The Burwell was designed by the architectural firm of Richards, McCarty & Bulford and built by George A. Fuller Construction, known for the erection of early skyscrapers. It is built in the Second Renaissance Revival architecture style. The Burwell was originally completed in 1908, and the portion of the building that sits above the Tennessee Theatre was added in 1928. The Burwell was the tallest building in Knoxville prior to the construction of the Holston in 1913.

The Burwell lobby entrance is at 602 South Gay Street adjacent to the Tennessee Theatre, and the iconic theater sign is affixed near the southwest corner of the building. The L-shaped building features yellow brick on its street-adjacent facades and red brick elsewhere.

(Point location data)
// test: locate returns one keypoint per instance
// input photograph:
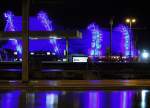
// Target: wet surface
(75, 99)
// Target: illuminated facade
(95, 40)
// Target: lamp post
(130, 21)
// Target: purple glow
(122, 99)
(42, 16)
(10, 99)
(126, 35)
(94, 99)
(96, 42)
(10, 27)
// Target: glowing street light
(130, 21)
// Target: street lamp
(130, 21)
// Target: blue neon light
(126, 39)
(10, 27)
(96, 42)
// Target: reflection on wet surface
(75, 99)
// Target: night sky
(77, 14)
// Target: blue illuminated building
(95, 40)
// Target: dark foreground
(75, 99)
(75, 71)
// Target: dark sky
(79, 13)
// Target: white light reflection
(143, 100)
(51, 100)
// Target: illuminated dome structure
(95, 40)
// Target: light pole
(130, 21)
(110, 50)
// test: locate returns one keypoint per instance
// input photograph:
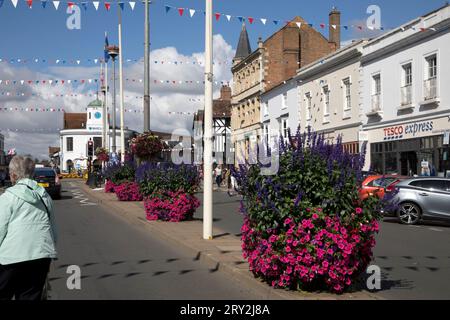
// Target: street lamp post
(207, 156)
(113, 52)
(122, 120)
(147, 68)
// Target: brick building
(275, 60)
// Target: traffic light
(90, 148)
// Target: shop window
(391, 163)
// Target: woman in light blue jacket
(27, 234)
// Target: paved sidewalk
(223, 253)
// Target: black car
(48, 179)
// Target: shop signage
(407, 130)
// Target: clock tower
(94, 116)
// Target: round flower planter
(316, 253)
(171, 206)
(109, 186)
(128, 191)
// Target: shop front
(415, 148)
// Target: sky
(43, 34)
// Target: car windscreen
(44, 173)
(440, 185)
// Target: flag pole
(207, 156)
(122, 124)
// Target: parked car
(48, 179)
(421, 198)
(378, 185)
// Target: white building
(79, 128)
(406, 97)
(324, 95)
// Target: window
(326, 100)
(266, 108)
(407, 74)
(431, 67)
(347, 94)
(376, 89)
(97, 142)
(430, 85)
(266, 134)
(69, 144)
(407, 84)
(377, 84)
(284, 127)
(308, 105)
(284, 101)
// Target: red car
(377, 185)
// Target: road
(414, 260)
(123, 261)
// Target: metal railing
(406, 95)
(430, 89)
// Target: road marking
(84, 200)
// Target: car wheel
(409, 213)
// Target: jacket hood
(27, 190)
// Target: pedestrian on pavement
(2, 178)
(218, 175)
(27, 234)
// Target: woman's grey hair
(22, 167)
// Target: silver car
(422, 198)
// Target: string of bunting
(73, 95)
(266, 21)
(84, 81)
(96, 61)
(191, 12)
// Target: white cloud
(165, 97)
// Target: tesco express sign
(408, 129)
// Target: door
(408, 163)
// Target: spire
(243, 49)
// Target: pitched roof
(75, 120)
(243, 48)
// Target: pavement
(222, 254)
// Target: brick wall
(291, 48)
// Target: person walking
(27, 234)
(218, 175)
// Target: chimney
(335, 27)
(225, 93)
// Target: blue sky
(42, 32)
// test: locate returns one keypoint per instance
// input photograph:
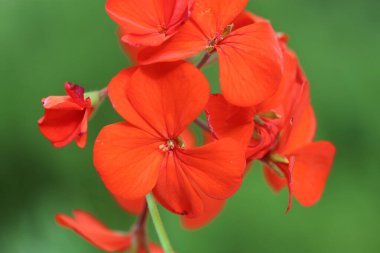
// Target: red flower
(147, 153)
(250, 59)
(212, 207)
(99, 235)
(148, 22)
(66, 117)
(280, 132)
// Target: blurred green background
(44, 43)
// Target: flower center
(212, 43)
(171, 144)
(162, 29)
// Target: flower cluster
(263, 113)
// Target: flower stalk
(159, 226)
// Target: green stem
(162, 235)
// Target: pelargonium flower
(147, 154)
(148, 22)
(99, 235)
(65, 118)
(212, 207)
(250, 58)
(280, 132)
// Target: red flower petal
(187, 42)
(169, 96)
(60, 127)
(275, 181)
(76, 92)
(95, 232)
(215, 170)
(212, 16)
(175, 191)
(312, 167)
(135, 206)
(302, 132)
(128, 160)
(229, 121)
(250, 62)
(153, 249)
(148, 22)
(208, 19)
(117, 92)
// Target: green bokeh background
(44, 43)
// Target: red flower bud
(66, 117)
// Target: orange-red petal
(312, 167)
(61, 126)
(95, 232)
(148, 22)
(128, 160)
(134, 206)
(117, 92)
(169, 96)
(215, 170)
(212, 16)
(230, 121)
(188, 41)
(175, 191)
(250, 64)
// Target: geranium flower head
(99, 235)
(65, 118)
(147, 153)
(280, 132)
(250, 58)
(148, 22)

> What this exercise asks
(1) In the Burwell passage, write out the part from "The Burwell was designed" to "Holston in 1913." again, substituting "office towers" for "skyscrapers".
(2) Using the Burwell passage, answer these:
(a) Which building's construction in 1913 ended the Burwell's run as Knoxville's tallest?
(b) What is the street address of the Burwell lobby entrance?
(c) What color brick is on the building's street-adjacent facades?
You won't need the records for anything here.

> Problem solutions
(1)
The Burwell was designed by the architectural firm of Richards, McCarty & Bulford and built by George A. Fuller Construction, known for the erection of early office towers. It is built in the Second Renaissance Revival architecture style. The Burwell was originally completed in 1908, and the portion of the building that sits above the Tennessee Theatre was added in 1928. The Burwell was the tallest building in Knoxville prior to the construction of the Holston in 1913.

(2)
(a) The Holston
(b) 602 South Gay Street
(c) Yellow